Your goal | All lines from the one containing "gray shorts above? Mark it with a dot." through the final line of the listing below are to be retyped exactly; nothing else goes in the result.

Records for this exercise |
⟨

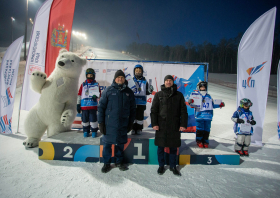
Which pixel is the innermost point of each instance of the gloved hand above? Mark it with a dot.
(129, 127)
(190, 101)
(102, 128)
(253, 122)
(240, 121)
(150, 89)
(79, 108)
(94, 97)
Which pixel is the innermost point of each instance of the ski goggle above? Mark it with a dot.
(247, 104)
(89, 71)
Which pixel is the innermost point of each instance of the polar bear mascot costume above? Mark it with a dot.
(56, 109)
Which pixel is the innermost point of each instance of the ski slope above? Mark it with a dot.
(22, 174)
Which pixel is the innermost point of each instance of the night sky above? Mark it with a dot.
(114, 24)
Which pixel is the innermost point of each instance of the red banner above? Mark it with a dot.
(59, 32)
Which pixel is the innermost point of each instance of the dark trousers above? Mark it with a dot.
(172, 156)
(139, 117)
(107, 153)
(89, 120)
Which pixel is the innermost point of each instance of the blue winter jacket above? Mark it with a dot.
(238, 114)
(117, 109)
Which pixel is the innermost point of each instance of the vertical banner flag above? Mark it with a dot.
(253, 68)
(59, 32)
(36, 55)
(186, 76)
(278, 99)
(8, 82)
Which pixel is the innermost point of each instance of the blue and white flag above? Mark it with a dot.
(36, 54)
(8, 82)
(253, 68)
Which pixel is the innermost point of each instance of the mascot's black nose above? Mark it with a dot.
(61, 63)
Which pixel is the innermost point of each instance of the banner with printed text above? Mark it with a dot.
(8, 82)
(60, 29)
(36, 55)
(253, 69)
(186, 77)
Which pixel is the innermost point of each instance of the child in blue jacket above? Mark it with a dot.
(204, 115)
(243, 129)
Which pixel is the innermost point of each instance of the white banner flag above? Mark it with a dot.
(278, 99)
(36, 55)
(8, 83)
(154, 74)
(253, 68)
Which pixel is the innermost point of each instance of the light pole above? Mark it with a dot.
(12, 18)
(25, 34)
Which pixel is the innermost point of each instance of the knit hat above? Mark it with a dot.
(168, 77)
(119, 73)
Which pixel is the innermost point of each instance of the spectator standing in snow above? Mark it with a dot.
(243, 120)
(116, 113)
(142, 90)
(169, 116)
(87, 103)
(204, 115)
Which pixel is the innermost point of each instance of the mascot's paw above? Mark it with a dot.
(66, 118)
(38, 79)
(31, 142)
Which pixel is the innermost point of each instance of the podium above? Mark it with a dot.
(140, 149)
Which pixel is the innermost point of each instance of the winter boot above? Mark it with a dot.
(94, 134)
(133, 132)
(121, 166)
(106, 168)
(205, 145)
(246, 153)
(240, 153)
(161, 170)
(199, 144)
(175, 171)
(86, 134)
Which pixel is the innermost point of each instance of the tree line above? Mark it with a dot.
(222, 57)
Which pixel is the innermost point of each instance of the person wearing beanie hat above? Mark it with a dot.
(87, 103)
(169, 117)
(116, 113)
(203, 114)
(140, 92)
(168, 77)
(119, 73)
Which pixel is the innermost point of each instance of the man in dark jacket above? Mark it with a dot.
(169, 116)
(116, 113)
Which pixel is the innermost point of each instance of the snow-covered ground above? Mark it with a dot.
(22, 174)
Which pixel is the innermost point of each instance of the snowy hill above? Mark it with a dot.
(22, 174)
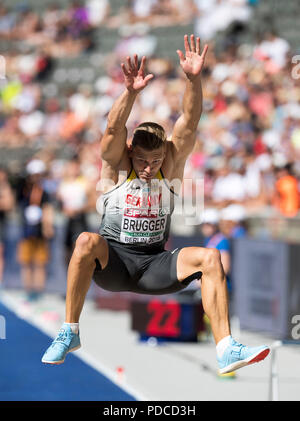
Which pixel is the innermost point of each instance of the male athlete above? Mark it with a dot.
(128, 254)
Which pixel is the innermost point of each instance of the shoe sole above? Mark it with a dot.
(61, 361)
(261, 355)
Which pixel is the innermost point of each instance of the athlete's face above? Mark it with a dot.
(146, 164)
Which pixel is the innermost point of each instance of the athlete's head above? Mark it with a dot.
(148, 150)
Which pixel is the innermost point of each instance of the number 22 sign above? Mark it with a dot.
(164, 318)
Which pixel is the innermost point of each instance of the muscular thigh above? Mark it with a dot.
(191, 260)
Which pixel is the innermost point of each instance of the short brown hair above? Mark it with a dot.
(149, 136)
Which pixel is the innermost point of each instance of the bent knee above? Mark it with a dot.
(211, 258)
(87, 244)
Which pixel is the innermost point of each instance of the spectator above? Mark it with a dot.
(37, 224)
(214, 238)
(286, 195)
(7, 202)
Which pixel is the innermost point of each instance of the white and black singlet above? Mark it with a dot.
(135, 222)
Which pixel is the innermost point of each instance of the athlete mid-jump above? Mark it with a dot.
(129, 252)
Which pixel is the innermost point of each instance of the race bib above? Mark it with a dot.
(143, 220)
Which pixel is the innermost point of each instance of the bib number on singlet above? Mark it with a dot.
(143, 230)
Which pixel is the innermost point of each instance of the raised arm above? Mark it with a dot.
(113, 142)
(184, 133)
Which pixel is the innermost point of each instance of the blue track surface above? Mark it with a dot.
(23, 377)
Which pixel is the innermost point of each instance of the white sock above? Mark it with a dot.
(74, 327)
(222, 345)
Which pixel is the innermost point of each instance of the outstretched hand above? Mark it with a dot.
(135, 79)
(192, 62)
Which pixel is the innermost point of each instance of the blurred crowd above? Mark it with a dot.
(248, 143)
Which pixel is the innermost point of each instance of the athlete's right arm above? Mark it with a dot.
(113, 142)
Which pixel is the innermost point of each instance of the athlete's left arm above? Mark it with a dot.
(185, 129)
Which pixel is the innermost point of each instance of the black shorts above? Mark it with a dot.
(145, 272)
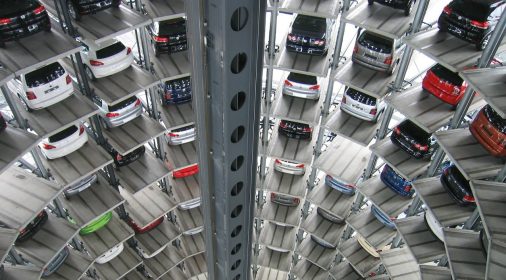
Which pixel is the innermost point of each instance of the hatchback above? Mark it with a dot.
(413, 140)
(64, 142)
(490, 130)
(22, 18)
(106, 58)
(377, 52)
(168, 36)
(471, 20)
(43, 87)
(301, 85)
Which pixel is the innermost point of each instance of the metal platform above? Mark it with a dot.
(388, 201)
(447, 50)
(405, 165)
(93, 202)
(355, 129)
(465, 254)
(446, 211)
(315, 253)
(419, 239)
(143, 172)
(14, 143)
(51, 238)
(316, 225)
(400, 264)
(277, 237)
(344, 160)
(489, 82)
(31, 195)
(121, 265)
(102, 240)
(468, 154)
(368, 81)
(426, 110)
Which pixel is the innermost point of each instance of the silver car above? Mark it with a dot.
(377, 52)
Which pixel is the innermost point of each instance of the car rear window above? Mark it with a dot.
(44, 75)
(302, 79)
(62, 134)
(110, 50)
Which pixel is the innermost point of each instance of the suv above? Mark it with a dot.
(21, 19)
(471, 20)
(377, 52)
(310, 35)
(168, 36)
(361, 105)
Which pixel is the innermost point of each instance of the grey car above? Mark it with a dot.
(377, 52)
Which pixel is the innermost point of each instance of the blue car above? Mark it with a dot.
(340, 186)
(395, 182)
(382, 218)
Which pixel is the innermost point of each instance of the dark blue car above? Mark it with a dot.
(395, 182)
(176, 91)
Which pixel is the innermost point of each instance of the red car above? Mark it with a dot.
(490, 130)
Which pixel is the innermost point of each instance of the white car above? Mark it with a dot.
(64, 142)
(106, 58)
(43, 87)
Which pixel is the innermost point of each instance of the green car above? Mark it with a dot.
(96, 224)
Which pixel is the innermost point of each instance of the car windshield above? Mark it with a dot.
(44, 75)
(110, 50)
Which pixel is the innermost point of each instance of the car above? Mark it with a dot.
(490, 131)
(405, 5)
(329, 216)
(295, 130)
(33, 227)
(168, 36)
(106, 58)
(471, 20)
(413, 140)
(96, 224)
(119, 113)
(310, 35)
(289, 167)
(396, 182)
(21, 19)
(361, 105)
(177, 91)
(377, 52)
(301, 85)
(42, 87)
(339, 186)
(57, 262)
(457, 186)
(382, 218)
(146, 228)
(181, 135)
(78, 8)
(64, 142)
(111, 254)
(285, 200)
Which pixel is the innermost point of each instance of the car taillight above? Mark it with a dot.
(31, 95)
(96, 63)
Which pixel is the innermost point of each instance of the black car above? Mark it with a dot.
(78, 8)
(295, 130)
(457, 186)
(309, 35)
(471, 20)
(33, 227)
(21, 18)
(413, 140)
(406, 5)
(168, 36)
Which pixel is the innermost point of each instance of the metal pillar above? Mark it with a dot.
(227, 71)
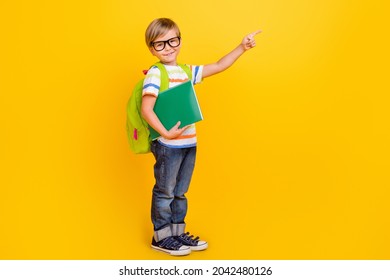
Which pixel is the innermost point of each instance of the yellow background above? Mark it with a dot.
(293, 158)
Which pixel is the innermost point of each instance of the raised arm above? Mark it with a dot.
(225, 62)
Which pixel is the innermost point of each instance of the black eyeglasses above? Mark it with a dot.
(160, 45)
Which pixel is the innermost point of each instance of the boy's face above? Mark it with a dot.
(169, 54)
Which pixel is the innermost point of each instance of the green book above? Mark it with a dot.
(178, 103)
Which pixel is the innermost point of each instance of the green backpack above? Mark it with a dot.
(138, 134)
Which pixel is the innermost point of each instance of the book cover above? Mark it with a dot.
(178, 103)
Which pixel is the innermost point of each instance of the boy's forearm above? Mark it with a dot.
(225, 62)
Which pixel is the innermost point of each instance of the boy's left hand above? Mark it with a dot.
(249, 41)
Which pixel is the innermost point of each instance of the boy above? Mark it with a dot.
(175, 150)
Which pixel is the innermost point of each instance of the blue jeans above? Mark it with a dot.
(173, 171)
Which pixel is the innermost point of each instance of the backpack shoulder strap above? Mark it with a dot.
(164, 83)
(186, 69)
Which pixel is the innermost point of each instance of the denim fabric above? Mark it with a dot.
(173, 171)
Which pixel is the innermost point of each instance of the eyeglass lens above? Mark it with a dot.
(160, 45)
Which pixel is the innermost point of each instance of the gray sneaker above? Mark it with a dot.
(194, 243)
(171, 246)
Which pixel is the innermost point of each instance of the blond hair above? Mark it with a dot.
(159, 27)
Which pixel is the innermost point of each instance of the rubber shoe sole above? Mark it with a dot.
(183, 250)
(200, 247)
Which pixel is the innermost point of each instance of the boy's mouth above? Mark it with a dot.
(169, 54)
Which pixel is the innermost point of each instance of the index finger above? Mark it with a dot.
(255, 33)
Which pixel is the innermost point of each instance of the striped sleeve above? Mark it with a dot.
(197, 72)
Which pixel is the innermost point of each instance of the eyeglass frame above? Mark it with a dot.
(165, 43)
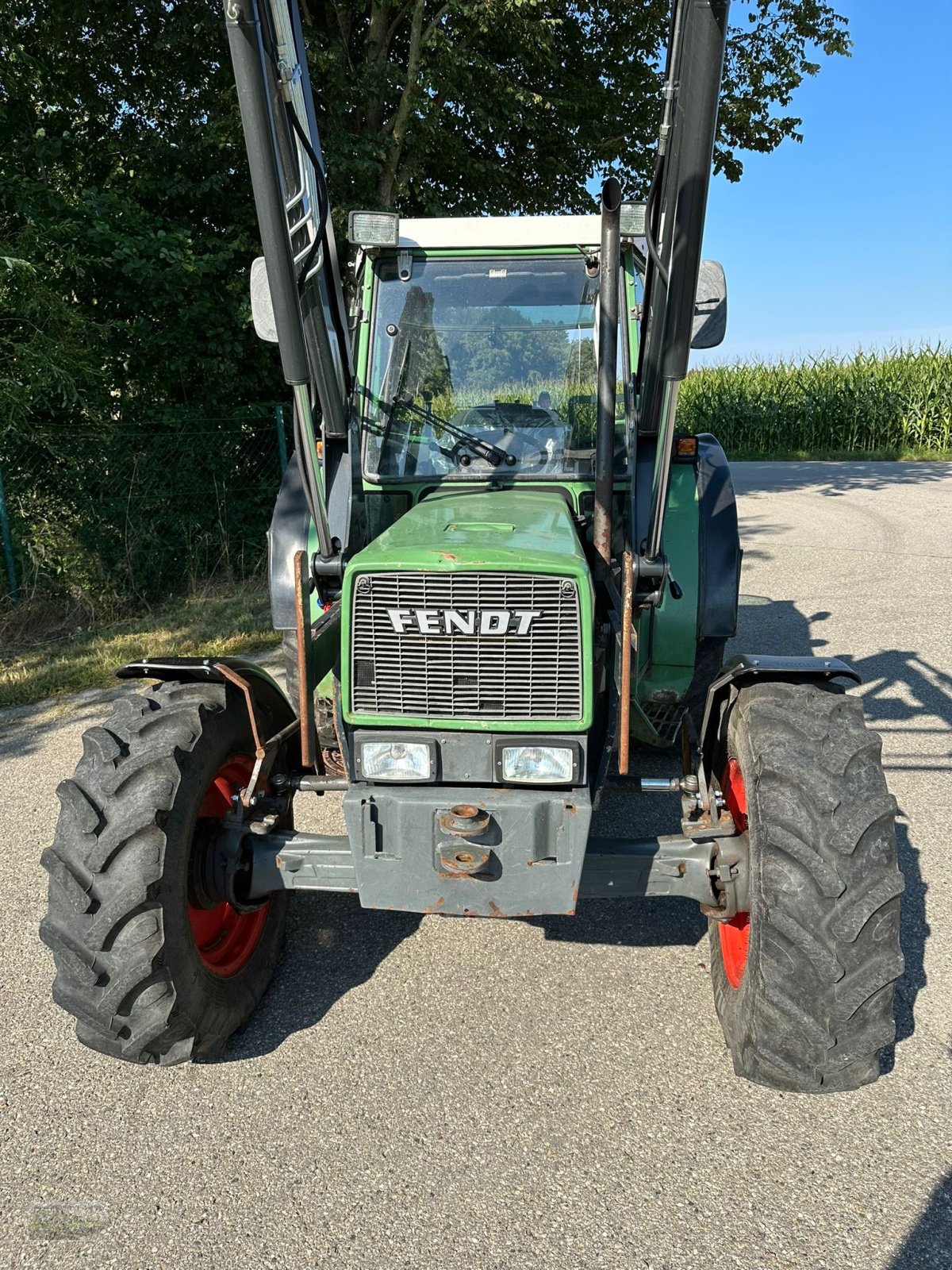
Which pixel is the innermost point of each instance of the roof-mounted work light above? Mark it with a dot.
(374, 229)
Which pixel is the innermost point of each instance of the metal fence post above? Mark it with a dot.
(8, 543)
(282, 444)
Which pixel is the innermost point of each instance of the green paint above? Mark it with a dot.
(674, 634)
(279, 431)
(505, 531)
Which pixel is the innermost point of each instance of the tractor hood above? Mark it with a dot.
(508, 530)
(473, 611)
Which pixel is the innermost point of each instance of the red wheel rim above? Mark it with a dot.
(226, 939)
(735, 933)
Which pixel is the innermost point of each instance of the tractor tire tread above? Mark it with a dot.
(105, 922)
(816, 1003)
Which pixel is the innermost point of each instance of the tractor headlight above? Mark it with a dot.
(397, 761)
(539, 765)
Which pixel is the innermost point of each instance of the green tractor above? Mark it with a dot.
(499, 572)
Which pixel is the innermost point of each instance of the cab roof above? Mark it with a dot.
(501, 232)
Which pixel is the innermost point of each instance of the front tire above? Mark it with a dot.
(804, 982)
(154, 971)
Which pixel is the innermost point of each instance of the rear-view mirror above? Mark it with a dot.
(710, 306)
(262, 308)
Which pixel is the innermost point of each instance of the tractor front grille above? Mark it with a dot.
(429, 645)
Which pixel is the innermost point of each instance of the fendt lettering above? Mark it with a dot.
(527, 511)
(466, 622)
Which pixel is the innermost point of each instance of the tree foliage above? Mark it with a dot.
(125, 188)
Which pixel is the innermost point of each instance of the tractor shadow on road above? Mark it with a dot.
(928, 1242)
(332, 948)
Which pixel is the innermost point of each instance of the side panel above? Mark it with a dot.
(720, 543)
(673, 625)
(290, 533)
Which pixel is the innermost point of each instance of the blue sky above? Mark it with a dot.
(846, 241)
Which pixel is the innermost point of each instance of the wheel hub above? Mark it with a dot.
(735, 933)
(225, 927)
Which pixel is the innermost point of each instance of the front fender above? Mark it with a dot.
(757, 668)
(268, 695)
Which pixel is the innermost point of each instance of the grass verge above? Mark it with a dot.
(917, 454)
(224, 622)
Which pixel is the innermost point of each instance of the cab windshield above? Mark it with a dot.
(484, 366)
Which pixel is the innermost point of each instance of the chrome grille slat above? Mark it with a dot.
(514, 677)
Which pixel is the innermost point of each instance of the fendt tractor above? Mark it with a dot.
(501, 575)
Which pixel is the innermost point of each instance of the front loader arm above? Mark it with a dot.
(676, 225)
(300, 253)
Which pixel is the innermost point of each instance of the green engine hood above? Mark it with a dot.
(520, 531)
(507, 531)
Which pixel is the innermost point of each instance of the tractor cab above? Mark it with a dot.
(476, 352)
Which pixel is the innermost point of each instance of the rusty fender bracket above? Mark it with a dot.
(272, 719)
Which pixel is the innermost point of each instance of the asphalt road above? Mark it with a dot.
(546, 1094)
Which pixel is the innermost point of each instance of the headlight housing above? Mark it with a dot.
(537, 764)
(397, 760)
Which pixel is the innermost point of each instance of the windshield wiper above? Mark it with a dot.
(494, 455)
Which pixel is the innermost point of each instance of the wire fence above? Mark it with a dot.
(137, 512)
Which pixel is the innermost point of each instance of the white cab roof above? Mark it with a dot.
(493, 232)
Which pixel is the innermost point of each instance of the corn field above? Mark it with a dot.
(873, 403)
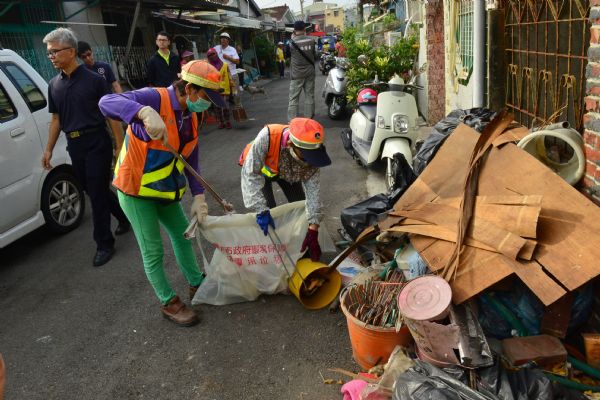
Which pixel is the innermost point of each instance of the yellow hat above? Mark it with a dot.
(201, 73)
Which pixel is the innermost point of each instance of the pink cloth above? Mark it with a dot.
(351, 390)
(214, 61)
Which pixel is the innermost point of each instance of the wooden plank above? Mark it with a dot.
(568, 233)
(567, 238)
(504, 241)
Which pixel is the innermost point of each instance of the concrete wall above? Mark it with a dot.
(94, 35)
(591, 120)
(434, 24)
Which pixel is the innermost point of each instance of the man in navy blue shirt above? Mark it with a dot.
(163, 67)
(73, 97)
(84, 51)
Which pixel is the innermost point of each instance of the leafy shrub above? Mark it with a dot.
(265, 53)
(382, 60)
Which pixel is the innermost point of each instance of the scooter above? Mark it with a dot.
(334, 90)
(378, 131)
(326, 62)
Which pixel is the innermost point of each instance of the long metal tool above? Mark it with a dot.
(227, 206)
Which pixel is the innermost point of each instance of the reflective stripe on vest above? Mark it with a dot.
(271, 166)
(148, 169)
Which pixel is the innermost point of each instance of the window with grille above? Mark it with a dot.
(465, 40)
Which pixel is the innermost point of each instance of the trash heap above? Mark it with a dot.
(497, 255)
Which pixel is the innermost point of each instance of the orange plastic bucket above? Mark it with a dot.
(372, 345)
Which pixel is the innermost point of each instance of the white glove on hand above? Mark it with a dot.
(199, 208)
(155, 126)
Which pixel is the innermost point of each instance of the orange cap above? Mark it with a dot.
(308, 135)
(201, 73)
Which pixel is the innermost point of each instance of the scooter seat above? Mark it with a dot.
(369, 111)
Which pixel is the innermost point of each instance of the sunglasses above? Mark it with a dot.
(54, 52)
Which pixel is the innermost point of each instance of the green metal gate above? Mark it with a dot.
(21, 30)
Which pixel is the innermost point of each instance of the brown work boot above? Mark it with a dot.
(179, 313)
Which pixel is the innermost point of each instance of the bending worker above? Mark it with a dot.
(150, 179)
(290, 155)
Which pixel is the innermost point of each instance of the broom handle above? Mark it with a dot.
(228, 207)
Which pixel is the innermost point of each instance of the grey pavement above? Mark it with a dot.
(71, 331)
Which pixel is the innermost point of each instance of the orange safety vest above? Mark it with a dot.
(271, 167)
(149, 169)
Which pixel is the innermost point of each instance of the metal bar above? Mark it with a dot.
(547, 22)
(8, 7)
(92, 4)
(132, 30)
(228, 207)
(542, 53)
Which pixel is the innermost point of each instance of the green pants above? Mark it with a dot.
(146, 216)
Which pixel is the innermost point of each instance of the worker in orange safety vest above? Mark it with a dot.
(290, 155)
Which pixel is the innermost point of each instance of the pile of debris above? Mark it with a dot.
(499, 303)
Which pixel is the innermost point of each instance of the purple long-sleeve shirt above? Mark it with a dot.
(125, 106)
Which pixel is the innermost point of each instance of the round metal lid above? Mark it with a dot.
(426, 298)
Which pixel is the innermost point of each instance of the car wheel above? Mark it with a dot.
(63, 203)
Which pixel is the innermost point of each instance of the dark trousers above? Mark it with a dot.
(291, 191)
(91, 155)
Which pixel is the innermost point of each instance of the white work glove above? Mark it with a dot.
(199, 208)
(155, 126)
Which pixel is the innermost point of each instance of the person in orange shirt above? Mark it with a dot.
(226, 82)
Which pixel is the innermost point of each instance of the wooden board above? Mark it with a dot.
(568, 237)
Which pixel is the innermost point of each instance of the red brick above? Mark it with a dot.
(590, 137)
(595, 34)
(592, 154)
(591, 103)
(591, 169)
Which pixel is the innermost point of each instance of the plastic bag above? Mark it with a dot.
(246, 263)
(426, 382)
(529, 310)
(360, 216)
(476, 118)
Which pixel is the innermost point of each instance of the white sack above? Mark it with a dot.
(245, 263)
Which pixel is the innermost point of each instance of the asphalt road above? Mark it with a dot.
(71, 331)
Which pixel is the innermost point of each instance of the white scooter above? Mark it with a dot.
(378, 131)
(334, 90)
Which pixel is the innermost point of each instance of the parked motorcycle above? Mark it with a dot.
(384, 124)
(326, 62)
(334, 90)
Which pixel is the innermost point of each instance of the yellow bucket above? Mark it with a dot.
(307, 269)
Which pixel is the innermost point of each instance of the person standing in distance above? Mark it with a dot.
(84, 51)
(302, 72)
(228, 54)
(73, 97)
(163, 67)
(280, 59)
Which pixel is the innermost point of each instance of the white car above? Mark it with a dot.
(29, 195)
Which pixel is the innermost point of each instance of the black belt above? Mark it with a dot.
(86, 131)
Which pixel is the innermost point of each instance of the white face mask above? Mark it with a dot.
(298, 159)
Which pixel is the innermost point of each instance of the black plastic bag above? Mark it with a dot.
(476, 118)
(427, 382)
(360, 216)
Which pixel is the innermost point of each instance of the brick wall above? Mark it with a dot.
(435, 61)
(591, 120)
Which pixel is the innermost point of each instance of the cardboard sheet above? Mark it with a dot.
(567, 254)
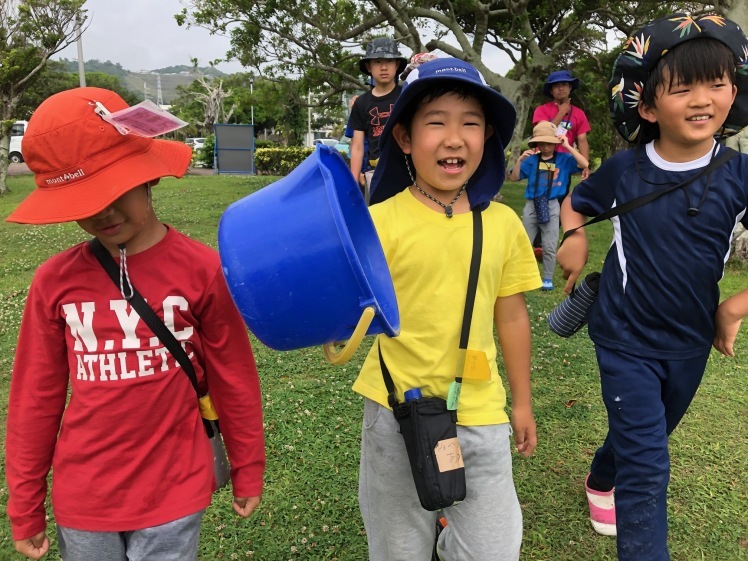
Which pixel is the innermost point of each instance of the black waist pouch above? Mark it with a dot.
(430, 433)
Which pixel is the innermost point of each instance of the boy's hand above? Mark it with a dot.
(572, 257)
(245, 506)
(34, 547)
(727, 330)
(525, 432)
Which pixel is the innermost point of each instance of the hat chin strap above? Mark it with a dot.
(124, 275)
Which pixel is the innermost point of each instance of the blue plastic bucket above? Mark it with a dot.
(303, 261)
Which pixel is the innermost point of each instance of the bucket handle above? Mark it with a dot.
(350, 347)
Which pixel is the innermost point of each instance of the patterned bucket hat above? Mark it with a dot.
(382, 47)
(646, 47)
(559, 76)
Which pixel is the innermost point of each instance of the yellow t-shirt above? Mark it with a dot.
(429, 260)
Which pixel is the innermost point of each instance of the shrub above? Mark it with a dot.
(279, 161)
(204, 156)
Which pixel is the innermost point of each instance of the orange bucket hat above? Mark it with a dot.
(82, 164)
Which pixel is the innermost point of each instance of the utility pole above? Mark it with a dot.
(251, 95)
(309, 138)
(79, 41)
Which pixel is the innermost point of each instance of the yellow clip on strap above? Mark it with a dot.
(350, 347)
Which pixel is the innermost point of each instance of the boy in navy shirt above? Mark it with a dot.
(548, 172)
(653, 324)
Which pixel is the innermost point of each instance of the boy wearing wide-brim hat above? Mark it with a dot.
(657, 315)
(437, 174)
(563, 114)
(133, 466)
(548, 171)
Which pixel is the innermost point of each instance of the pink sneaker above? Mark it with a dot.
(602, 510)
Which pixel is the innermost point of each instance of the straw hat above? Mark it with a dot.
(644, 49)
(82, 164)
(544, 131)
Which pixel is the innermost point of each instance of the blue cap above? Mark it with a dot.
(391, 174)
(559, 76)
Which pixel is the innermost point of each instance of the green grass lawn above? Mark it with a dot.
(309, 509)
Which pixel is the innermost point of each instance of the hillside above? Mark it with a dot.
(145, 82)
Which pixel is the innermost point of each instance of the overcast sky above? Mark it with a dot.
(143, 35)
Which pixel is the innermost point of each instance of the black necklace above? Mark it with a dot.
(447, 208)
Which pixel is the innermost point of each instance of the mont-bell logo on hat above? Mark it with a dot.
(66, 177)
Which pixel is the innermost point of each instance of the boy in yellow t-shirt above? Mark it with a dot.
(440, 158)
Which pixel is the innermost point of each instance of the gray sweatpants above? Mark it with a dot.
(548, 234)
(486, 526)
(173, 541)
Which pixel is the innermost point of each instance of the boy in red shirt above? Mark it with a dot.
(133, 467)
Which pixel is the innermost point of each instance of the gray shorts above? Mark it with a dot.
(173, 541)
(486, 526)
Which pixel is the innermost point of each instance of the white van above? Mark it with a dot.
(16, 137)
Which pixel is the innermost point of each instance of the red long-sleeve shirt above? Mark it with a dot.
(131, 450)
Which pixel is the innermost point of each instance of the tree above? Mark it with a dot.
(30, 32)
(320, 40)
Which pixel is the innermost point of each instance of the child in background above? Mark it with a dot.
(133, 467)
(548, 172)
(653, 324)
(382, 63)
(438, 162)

⟩

Solution to the exercise |
Which pixel is the innermost point of each instance of the gray shorts above? Mark it with a dot.
(173, 541)
(486, 526)
Which pixel is the innermost point of each instance of the white van above? Mark it with a dot.
(16, 137)
Which pixel is the innermost point of each instance of the red long-sleeve shirt above? Mark it with a dot.
(131, 450)
Which pixel is the innermost point of each instance of the tree above? Mark it with a dot.
(30, 32)
(320, 40)
Which pixel is the innermost point of each instance of the child in background above? Mark it with a dot.
(133, 467)
(548, 172)
(653, 324)
(382, 63)
(438, 162)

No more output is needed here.